ABOUT THIS TASK:
Will you extract the entries word for word? Images should not appear in the copy.

○ ○ ○ ○

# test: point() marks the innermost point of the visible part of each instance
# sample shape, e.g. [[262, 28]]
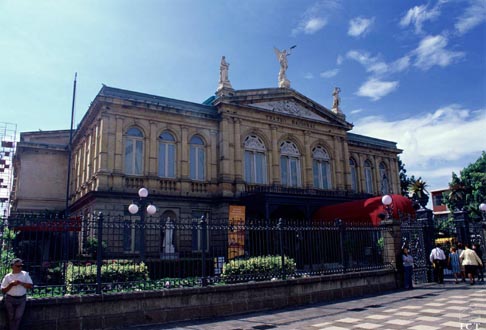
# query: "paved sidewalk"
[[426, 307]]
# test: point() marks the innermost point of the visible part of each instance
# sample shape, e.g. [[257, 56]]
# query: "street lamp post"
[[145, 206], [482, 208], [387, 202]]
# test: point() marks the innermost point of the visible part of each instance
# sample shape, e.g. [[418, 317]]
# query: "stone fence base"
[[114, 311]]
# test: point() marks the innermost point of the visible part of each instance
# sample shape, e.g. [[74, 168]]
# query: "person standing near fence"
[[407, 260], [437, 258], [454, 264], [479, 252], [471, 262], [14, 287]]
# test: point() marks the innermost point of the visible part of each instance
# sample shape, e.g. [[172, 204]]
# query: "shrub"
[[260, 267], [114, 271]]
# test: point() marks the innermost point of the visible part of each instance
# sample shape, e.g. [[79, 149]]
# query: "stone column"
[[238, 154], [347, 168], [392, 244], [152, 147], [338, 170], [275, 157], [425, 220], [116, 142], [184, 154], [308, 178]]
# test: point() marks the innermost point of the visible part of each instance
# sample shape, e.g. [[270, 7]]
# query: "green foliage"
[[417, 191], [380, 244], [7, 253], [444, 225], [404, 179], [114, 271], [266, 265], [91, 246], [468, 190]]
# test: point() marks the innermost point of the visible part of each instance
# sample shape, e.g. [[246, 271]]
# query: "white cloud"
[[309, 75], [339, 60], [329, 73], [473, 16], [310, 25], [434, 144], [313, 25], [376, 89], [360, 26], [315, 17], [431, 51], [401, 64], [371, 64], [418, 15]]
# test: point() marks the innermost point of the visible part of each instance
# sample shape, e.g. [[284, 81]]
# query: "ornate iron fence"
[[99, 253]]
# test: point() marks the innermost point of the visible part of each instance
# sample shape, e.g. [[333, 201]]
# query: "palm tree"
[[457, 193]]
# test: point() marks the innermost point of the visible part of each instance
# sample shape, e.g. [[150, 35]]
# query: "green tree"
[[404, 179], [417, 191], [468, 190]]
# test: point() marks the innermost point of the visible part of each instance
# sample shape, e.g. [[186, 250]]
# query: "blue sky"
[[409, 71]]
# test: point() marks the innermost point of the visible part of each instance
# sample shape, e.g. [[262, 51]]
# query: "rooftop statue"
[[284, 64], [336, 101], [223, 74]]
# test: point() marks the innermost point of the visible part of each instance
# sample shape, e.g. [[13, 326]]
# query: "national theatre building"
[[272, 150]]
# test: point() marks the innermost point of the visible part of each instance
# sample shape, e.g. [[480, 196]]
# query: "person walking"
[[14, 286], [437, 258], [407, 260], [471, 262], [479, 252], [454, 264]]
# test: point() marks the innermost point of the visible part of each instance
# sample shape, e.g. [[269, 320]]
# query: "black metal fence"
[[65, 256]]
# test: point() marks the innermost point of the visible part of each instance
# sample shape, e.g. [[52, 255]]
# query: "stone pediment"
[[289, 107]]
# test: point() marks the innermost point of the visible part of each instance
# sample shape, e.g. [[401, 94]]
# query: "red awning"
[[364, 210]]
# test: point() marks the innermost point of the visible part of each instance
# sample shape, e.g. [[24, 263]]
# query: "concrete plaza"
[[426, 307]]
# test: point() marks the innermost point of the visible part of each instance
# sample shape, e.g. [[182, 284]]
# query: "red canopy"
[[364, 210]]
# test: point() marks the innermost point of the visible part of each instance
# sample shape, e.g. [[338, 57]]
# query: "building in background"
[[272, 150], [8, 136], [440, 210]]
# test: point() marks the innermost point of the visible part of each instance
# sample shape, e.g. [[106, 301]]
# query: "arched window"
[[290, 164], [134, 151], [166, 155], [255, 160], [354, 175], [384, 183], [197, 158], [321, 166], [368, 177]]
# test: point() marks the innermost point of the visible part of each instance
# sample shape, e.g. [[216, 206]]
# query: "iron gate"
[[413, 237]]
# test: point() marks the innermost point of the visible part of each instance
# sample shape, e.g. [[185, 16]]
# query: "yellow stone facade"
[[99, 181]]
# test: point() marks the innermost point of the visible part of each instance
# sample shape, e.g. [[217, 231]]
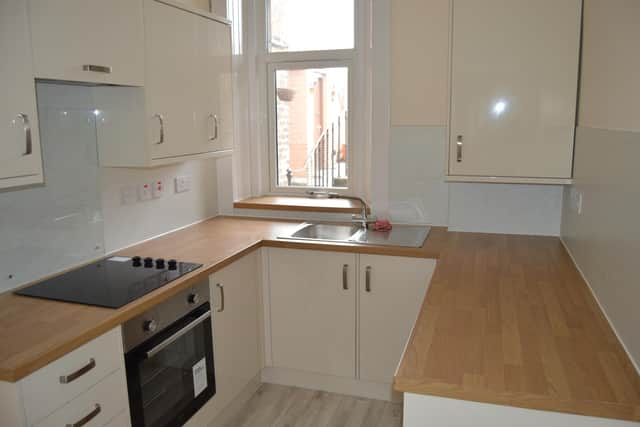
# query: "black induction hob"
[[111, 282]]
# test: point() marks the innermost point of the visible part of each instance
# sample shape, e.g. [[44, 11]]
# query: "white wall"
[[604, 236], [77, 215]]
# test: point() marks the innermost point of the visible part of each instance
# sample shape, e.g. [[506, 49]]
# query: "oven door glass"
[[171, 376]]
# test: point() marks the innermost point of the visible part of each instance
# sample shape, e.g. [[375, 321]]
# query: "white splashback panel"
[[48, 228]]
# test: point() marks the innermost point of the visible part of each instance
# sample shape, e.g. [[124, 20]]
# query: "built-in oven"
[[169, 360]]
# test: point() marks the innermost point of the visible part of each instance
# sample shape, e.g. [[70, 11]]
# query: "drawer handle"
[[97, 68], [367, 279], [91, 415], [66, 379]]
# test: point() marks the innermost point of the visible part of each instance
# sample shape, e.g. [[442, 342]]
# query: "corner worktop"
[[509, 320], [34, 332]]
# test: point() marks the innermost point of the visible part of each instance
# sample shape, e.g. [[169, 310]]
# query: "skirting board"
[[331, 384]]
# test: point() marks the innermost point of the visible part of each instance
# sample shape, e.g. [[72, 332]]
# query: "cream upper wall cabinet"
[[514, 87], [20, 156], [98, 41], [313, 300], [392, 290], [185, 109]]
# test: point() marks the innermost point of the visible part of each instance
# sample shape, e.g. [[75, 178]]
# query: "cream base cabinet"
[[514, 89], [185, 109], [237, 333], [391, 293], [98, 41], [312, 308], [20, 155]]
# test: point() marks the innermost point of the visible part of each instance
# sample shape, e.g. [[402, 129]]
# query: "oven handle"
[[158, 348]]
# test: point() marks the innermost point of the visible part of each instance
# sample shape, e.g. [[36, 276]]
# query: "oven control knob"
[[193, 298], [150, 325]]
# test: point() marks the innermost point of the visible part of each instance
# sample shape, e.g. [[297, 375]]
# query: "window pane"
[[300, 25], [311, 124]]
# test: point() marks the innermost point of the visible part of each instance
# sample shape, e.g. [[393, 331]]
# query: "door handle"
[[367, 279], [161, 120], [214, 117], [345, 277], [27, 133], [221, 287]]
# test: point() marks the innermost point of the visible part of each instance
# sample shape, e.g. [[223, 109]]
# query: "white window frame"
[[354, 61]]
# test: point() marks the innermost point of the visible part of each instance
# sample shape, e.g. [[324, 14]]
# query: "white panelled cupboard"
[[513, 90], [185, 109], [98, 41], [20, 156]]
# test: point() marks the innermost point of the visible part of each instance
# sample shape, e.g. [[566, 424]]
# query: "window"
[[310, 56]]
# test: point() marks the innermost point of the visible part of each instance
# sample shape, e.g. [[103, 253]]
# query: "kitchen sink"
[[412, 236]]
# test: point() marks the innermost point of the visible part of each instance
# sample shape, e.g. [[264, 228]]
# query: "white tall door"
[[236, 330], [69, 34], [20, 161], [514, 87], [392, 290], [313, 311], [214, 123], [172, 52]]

○ ○ ○ ○

SOLUTION TO THIS EXERCISE:
# test: point() marks the innermost point of the visible part of each instance
# sample shape, e.g. [[262, 28]]
# query: "paved sidewalk"
[[426, 307]]
# test: point() marks the innermost point of the visible part of each instance
# sample shape, e.g. [[257, 56]]
# query: "street lamp post"
[[145, 206], [482, 208], [387, 202]]
# test: point() marks the innermost point of the visible part of each instance
# sample shape, e.g. [[418, 317]]
# query: "stone fence base"
[[114, 311]]
# test: point() marks the innermost point of the visible part of each instance
# sample shape, e.g. [[74, 168]]
# query: "person standing near fence"
[[407, 260], [437, 258], [454, 264], [479, 252], [471, 262], [14, 287]]
# test: point() marks the innermost point of the visible part of each instance
# sample shape, e.g. [[172, 204]]
# query: "shrub"
[[260, 267], [114, 271]]
# test: point() marks the innermost point of the visible part of each instance
# sample shape, e.g. [[79, 149]]
# query: "stone column"
[[238, 154], [347, 168], [392, 244], [152, 147], [338, 170], [275, 157], [425, 220], [116, 142], [184, 154], [308, 178]]
# test: point() marks the innermost point of the visible part of each instance
# sample shape, e.g. [[270, 7]]
# query: "green foliage"
[[417, 191], [380, 244], [7, 253], [444, 225], [404, 179], [114, 271], [266, 265], [91, 246], [468, 190]]
# test: point() marks the innermost point of the visible part of each instance
# sample shape, e.g. [[246, 271]]
# query: "white cloud"
[[309, 75], [339, 60], [329, 73], [473, 16], [310, 25], [434, 144], [313, 25], [376, 89], [360, 26], [315, 17], [431, 51], [401, 64], [371, 64], [418, 15]]
# test: point() marks the innermost point of the visible part of each instance
# sample shape, e.g. [[284, 81]]
# query: "ornate iron fence"
[[99, 253]]
# test: point() marks the innermost point of the visible part of each instance
# sample shape, e.g. [[333, 201]]
# query: "palm tree"
[[457, 193]]
# test: point() marks the innermost point of the visible part of each instance
# sample shape, e.g. [[150, 35]]
# query: "green tree"
[[404, 179], [417, 191], [468, 190]]
# test: point() marks the innermost point of the visible part of each instance
# sample shape, e.g. [[186, 250]]
# query: "blue sky"
[[409, 71]]
# test: point() marks the innermost point of the visible part of each instance
# sample shape, e.g. [[262, 51]]
# query: "rooftop statue"
[[284, 64], [336, 101], [223, 74]]
# test: point() marks the innermost point of the visible part of each instance
# sample shape, e.g. [[13, 326]]
# query: "national theatre building"
[[272, 150]]
# test: point() marks the innermost point of the visible part of each instance
# sample shape, e.g. [[480, 196]]
# query: "person walking"
[[14, 286], [437, 258], [407, 260], [471, 262], [479, 252], [454, 264]]
# test: point() marks the innermost point of the visible part of each instance
# sample shape, e.g. [[269, 320]]
# query: "black metal fence"
[[65, 256]]
# test: point() marks the innermost point of the visible part of each instance
# sample shape, e.g. [[52, 255]]
# query: "stone pediment"
[[289, 107]]
# test: point() marks the innermost point of the visible part of each instance
# sample shape, e.g. [[401, 94]]
# query: "red awning"
[[364, 210]]
# test: point() marks the innermost point of the visible part of each instance
# sample shape, e.g. [[24, 263]]
# query: "concrete plaza"
[[426, 307]]
# test: point() marks the innermost point of the visible part of each instance
# sample shape, e.g. [[182, 284]]
# query: "red canopy"
[[364, 210]]
# test: point() marks the innermost point of the visible part of each instance
# sample shape, e.g. [[338, 57]]
# query: "building in background"
[[272, 150], [8, 136], [440, 210]]
# test: point() marks the innermost point of the visible part of each instance
# sample shape, e.g. [[106, 301]]
# query: "arched window"
[[290, 164], [134, 151], [166, 155], [255, 160], [354, 175], [384, 183], [197, 158], [321, 166], [368, 177]]
# test: point() marks the innermost point of the visible part of each instance
# sample shape, e.g. [[216, 206]]
# query: "iron gate"
[[413, 237]]
# test: point() marks the innermost point of the visible part of each instance
# sample shape, e.g. [[185, 16]]
# query: "yellow stone facade"
[[99, 181]]
# test: point() marks the innermost point of the visible part of each instance
# sample shape, e.g. [[217, 231]]
# query: "black induction hob"
[[111, 282]]
# test: point() marks the innermost point of the visible part of each instance
# sample shape, e.g. [[44, 11]]
# query: "white wall"
[[604, 236], [77, 215]]
# test: point() marks the innermost point of the visible part of each instance
# sample shape, e.g. [[506, 49]]
# query: "oven door glass"
[[171, 376]]
# test: point() marks the innermost point of the visible part of each instance
# sample shape, e.g. [[375, 321]]
# query: "white splashback panel"
[[48, 228]]
# test: point() marks the innermost point of the visible part of each instance
# sample shape, e.g. [[124, 20]]
# query: "built-in oven"
[[169, 360]]
# test: point() marks the innermost point of the visible part of each instance
# sample shape, e.g. [[70, 11]]
# query: "drawer handle"
[[97, 68], [367, 279], [91, 415], [66, 379]]
# test: point() marks the innermost point of the visible part of each instance
# sample shape, e.g. [[442, 342]]
# query: "corner worktop"
[[509, 320], [34, 332]]
# test: point() marks the innermost point of the visible part of each instance
# sample shape, e.g. [[169, 310]]
# query: "skirting board"
[[331, 384]]
# test: point() marks the innermost point of the visible part of each instance
# sample shape, e.g. [[72, 332]]
# query: "cream upper wall cabinet"
[[514, 87], [20, 156], [98, 41], [313, 300], [392, 290], [185, 109]]
# test: point() marks the innermost point of the visible part of each instance
# sample shape, e.g. [[75, 178]]
# query: "cream base cabinet"
[[514, 89], [185, 109], [237, 333], [391, 293], [98, 41], [312, 308], [20, 155]]
# test: point() marks the innermost point of the visible part of each instance
# sample shape, e.g. [[402, 129]]
# query: "oven handle"
[[158, 348]]
# test: point() marks the innermost point of the visible part of each instance
# sample shape, e.g. [[36, 276]]
# query: "oven control knob"
[[193, 298], [150, 325]]
# test: point() marks the innermost point of the visible part of each instance
# sample shape, e.g. [[297, 375]]
# query: "window pane"
[[300, 25], [311, 124]]
# test: point() marks the innermost point of the visible part of each instance
# sample shape, e.g. [[393, 331]]
# query: "door handle"
[[367, 279], [161, 120], [214, 117], [345, 277], [27, 133], [221, 287]]
# test: point() marks the innermost point of the visible part of each instance
# sample shape, e.g. [[223, 109]]
# query: "white window frame"
[[354, 61]]
# test: point() marks the innermost point of the visible part of each instance
# sample shape, e.g. [[324, 14]]
# query: "white panelled cupboard"
[[513, 90], [185, 109], [98, 41], [20, 156]]
# test: point() marks the innermost point of the visible part of each instance
# sample shape, e.g. [[566, 424]]
# query: "window"
[[310, 56]]
# test: point() marks the innermost point of the visible part of each instance
# sample shape, e.g. [[103, 253]]
# query: "kitchen sink"
[[412, 236]]
# test: point() marks the innermost point of the visible part of each instance
# sample shape, e.g. [[264, 228]]
# query: "white tall door"
[[236, 330], [69, 34], [20, 161], [514, 87], [392, 290], [313, 311], [214, 123], [172, 52]]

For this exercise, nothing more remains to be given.